WHAT YOU ARE ASKED TO DO:
Reproduce, character for character, every line from the one containing "Find all occurrences of gray floor." up to and including the one containing "497;669;612;709".

RECORDS FOR THIS EXERCISE:
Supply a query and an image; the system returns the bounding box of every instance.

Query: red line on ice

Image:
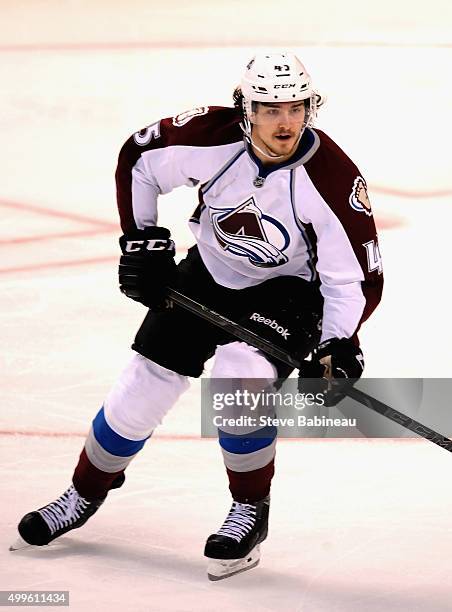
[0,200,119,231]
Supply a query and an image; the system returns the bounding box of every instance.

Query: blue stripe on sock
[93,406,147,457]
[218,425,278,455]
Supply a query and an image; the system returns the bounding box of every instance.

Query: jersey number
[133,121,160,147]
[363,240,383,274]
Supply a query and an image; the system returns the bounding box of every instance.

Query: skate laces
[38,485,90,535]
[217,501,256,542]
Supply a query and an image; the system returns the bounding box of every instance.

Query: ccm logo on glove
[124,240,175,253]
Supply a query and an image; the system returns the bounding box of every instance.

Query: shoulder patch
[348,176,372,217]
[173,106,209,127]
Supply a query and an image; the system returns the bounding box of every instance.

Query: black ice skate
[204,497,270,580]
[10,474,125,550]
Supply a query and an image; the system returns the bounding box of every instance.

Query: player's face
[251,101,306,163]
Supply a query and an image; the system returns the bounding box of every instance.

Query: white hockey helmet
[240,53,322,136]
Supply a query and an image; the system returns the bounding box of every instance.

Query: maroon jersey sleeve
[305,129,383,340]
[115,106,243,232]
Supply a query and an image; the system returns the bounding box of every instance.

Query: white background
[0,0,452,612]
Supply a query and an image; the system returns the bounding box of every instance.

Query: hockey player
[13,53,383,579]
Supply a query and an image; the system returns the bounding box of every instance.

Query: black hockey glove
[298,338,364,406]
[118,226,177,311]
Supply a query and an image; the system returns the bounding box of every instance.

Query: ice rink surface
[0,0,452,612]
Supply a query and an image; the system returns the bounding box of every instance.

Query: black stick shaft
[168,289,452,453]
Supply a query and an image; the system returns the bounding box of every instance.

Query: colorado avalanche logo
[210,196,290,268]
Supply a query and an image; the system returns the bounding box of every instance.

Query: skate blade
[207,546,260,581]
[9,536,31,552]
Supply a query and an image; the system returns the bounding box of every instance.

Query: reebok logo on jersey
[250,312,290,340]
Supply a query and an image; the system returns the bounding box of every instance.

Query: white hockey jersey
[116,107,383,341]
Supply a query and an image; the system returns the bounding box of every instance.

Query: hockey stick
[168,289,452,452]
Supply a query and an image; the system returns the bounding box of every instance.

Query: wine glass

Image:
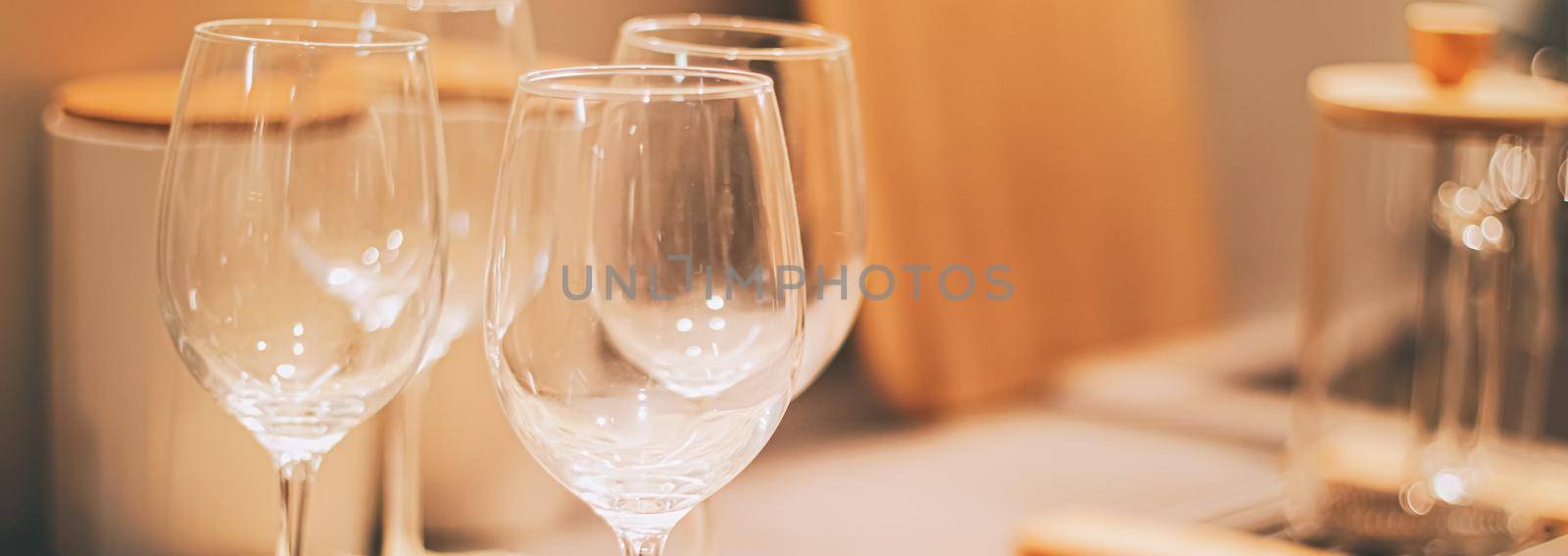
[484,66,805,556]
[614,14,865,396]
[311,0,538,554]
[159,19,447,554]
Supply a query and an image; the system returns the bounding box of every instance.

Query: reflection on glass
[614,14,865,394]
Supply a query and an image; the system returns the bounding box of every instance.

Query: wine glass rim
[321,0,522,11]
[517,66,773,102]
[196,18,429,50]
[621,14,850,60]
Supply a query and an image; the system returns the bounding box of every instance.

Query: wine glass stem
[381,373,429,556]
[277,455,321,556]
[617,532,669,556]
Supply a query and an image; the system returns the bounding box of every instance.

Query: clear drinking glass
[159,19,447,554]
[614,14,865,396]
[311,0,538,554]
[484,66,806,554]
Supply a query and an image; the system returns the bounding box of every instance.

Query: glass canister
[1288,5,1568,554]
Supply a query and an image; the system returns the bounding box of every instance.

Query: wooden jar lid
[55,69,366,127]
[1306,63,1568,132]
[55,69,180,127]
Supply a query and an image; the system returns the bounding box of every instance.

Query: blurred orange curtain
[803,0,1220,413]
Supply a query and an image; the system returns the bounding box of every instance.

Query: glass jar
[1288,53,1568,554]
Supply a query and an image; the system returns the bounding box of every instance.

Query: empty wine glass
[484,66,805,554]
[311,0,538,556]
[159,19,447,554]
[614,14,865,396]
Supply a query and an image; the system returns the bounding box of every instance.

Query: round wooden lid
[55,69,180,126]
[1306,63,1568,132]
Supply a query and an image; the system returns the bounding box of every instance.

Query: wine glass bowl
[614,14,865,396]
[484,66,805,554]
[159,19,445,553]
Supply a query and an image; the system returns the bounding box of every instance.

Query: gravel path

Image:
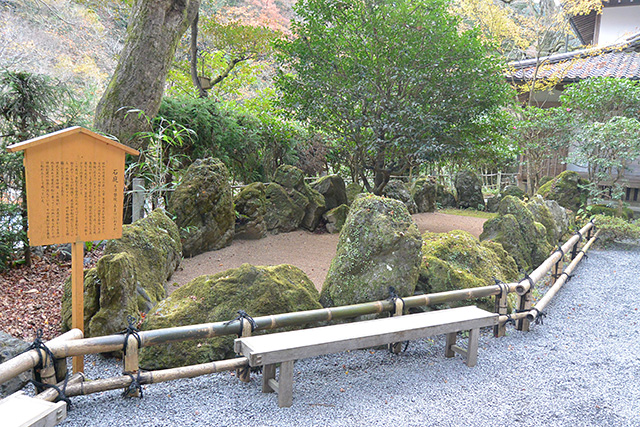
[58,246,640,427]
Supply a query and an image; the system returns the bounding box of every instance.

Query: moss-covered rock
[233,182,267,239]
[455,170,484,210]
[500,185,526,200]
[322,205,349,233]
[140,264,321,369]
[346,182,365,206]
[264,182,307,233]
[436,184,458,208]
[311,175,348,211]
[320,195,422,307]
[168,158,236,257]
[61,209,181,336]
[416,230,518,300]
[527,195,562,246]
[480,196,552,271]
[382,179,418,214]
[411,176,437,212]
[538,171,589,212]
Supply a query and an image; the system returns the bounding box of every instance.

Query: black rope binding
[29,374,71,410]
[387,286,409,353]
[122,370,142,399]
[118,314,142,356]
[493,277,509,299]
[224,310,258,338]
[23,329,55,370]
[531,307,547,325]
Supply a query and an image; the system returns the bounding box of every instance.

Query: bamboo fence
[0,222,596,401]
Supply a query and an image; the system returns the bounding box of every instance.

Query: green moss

---

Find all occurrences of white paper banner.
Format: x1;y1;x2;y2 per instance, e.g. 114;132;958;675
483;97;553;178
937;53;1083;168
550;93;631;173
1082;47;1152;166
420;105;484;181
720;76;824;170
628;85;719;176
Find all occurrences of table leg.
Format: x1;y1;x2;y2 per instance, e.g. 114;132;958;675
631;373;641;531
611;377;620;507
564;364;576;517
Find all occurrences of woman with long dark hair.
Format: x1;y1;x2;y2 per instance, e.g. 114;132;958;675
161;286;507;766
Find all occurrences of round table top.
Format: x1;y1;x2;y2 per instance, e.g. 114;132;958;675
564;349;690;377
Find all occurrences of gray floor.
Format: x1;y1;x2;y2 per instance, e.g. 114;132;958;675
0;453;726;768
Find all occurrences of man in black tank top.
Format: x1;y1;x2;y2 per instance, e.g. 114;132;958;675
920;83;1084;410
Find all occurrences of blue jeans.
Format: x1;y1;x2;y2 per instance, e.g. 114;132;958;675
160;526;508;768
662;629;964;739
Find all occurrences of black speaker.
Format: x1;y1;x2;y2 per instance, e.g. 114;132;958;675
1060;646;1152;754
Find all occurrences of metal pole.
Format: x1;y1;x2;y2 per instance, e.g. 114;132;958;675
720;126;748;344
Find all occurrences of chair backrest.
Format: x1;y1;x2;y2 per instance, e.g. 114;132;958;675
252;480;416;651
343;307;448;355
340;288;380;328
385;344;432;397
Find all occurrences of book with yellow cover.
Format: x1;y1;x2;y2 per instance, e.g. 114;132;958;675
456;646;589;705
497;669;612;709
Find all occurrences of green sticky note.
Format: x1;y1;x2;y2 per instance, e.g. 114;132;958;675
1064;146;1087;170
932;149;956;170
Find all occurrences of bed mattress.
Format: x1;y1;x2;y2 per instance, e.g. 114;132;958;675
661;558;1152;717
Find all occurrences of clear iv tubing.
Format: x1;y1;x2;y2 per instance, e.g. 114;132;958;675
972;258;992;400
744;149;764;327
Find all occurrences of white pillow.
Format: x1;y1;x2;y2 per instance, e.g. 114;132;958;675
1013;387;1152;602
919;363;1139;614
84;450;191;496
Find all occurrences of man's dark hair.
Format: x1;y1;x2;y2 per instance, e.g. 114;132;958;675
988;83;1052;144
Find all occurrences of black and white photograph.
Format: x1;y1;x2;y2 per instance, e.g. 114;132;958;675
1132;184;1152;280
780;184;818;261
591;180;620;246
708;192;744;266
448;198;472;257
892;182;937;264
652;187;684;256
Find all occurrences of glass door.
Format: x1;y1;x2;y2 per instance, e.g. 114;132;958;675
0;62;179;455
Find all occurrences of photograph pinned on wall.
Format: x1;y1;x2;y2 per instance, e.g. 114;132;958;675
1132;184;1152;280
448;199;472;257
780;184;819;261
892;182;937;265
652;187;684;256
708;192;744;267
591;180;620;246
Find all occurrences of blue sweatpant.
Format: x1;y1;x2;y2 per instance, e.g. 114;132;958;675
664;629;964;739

* * *

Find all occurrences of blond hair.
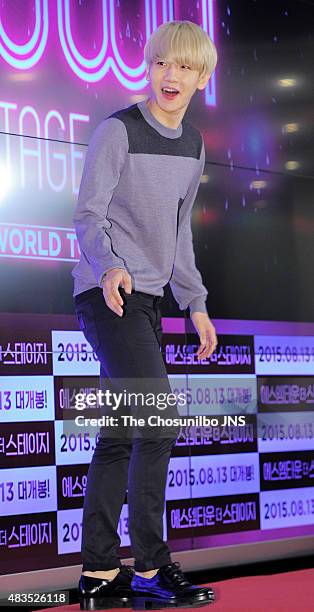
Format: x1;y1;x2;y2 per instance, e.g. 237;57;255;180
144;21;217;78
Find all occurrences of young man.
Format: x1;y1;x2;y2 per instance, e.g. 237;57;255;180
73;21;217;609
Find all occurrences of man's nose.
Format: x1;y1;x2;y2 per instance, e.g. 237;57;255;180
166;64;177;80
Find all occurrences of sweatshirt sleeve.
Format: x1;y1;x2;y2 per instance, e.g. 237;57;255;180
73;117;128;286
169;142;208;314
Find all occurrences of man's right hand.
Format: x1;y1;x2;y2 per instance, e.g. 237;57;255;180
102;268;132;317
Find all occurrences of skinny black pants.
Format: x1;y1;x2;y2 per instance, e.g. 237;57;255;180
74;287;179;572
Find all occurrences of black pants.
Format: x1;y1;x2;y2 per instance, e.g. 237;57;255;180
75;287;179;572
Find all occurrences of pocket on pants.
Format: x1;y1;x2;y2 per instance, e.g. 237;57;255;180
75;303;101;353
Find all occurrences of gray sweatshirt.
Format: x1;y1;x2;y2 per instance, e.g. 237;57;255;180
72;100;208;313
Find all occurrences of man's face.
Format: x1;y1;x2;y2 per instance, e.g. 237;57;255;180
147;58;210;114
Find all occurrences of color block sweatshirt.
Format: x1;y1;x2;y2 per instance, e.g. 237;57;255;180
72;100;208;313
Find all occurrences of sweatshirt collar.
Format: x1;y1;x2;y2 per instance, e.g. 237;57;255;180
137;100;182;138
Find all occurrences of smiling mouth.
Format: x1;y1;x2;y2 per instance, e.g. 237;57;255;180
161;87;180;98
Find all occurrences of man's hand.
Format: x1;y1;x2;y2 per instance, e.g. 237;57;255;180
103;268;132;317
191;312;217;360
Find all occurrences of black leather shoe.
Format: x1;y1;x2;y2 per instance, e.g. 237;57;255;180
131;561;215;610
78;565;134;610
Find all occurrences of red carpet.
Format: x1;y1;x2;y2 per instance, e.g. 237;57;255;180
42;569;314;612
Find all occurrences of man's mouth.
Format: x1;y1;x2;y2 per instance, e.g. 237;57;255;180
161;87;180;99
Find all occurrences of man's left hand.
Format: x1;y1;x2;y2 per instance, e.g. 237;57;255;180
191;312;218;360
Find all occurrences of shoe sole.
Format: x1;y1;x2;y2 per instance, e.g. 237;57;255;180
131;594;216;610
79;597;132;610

COMPLETE OUTPUT:
Find all occurrences of gray floor.
Format: x1;y1;x2;y2 per instance, e.g. 114;132;958;675
0;453;726;768
Find all occurrences of man in black tank top.
Format: x1;y1;x2;y2 per instance, e.g. 114;132;958;675
920;83;1084;410
Find all occurrences of blue jeans.
Format: x1;y1;x2;y2 per instance, e.g. 114;132;958;675
160;526;508;768
662;629;964;739
Find all occurrences of black speaker.
Format: x1;y1;x2;y2 per instance, e.g. 114;132;958;675
1060;646;1152;754
Find all occurrences of metal pole.
Format: x1;y1;x2;y2 per instance, e.g. 114;132;958;675
720;126;748;344
Find all occurrences of chair backrest.
Format: x1;y1;x2;y2 per instance, e.g. 114;132;958;675
252;480;416;651
343;307;448;355
340;288;380;328
385;344;432;397
Find all occurrences of book with yellow cover.
Format: x1;y1;x2;y2 per instance, e.g. 114;132;958;675
456;646;589;705
497;669;612;709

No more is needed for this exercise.